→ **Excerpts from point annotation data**
━━━━━━━━━━━━━━━━━━━━━━━━━━━━━━

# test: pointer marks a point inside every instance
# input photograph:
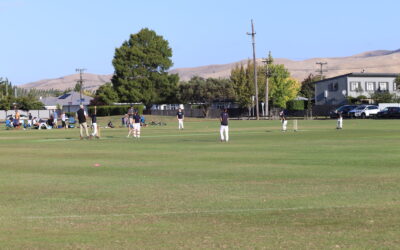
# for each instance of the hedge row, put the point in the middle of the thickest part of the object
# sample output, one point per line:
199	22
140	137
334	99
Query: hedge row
114	110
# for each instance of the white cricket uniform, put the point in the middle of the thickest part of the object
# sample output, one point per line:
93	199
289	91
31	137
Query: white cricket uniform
340	123
284	125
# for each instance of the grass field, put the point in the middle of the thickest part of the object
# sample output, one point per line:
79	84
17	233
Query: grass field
318	188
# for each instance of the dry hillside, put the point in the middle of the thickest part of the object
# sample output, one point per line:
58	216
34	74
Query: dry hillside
380	61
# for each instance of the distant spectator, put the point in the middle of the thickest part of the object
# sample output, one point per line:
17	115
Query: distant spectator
81	114
50	121
29	120
16	120
94	124
63	120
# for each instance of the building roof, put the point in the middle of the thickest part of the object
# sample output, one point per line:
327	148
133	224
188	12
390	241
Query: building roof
361	75
68	99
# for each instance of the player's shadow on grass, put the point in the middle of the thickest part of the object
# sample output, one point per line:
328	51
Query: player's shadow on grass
197	140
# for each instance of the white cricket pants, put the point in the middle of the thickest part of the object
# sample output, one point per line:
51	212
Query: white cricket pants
180	123
224	129
136	130
284	125
340	123
94	125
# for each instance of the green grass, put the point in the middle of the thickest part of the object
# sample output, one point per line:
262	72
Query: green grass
312	189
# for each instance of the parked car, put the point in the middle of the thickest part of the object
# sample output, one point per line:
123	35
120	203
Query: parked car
21	118
365	111
344	109
389	112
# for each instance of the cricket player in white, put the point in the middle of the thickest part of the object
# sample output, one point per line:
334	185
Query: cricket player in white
180	116
136	125
284	121
340	121
224	130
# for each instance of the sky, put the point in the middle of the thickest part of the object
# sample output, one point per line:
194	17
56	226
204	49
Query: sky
42	39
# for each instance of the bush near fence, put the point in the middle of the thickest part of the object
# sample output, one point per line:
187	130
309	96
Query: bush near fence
114	110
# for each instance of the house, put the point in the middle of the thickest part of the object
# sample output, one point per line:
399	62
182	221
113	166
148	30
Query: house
69	102
336	90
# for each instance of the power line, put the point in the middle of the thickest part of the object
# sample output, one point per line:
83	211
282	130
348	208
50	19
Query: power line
267	62
81	70
255	66
321	70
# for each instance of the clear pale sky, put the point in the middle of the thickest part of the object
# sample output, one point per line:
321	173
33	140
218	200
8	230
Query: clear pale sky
51	38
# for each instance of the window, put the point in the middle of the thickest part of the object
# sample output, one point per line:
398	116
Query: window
355	86
370	86
334	86
383	86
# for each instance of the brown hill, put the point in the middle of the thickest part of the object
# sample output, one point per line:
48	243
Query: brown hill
92	82
379	61
382	61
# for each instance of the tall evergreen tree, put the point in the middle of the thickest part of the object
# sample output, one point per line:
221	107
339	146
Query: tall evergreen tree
141	66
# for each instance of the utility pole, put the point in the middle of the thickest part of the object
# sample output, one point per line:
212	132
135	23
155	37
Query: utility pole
267	62
81	83
252	34
321	70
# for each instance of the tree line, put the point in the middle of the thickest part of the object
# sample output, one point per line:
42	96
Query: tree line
141	75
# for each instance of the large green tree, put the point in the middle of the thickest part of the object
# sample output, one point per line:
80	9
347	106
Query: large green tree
307	88
141	70
282	87
397	81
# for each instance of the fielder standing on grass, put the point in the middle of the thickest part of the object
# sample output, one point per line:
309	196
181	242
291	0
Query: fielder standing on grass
136	125
82	121
180	116
94	124
284	121
224	126
340	121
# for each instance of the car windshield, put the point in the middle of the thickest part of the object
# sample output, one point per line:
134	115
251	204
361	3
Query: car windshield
360	107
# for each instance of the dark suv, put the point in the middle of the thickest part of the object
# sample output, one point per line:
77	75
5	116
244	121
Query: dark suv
389	112
344	109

━━━━━━━━━━━━━━━━━━━━━━━━━━━━━━

→ **WORK REQUIRED**
Exactly and only the lines from the line containing "# for each instance of the tall" through the last line of the entries should be copied, both ends included.

→ **TASK SOLUTION**
# for each instance of the tall evergreen tree, put the point in the middle of the thickest part of the object
# sample output, one point per line:
221	107
339	146
Query: tall evergreen tree
141	66
# for each instance of the utility pole, put the point in the middle of the thickest part of the object
# sample output, one point per line:
212	132
135	23
155	37
Query: utility pole
267	62
81	83
252	34
321	70
# for each instance of the tree line, put the point in the middle of the thickest part of the object
# sample output, one point per line:
42	96
Query: tree line
141	75
# for each instance of the large green tree, put the point in the middle of the thickest part of the object
# sample output, one point per line:
80	9
347	106
Query: large green tree
307	88
141	70
282	87
397	81
# for each instance of the fielder standing on grass, put the point in the middle of the thickest part of the object
# sample output, one point per line:
309	196
181	242
291	0
Query: fielder standing on grass
136	125
82	121
180	116
94	124
284	121
224	126
340	121
# for each instance of the car windshield, put the point in the middle of the thickest part of the object
# sample output, one point per line:
134	115
251	204
361	3
Query: car windshield
360	107
# for each instance of the dark suv, put the point in the middle of the thickest part of the object
# sample output, one point per line:
77	75
5	116
244	121
Query: dark suv
389	112
344	109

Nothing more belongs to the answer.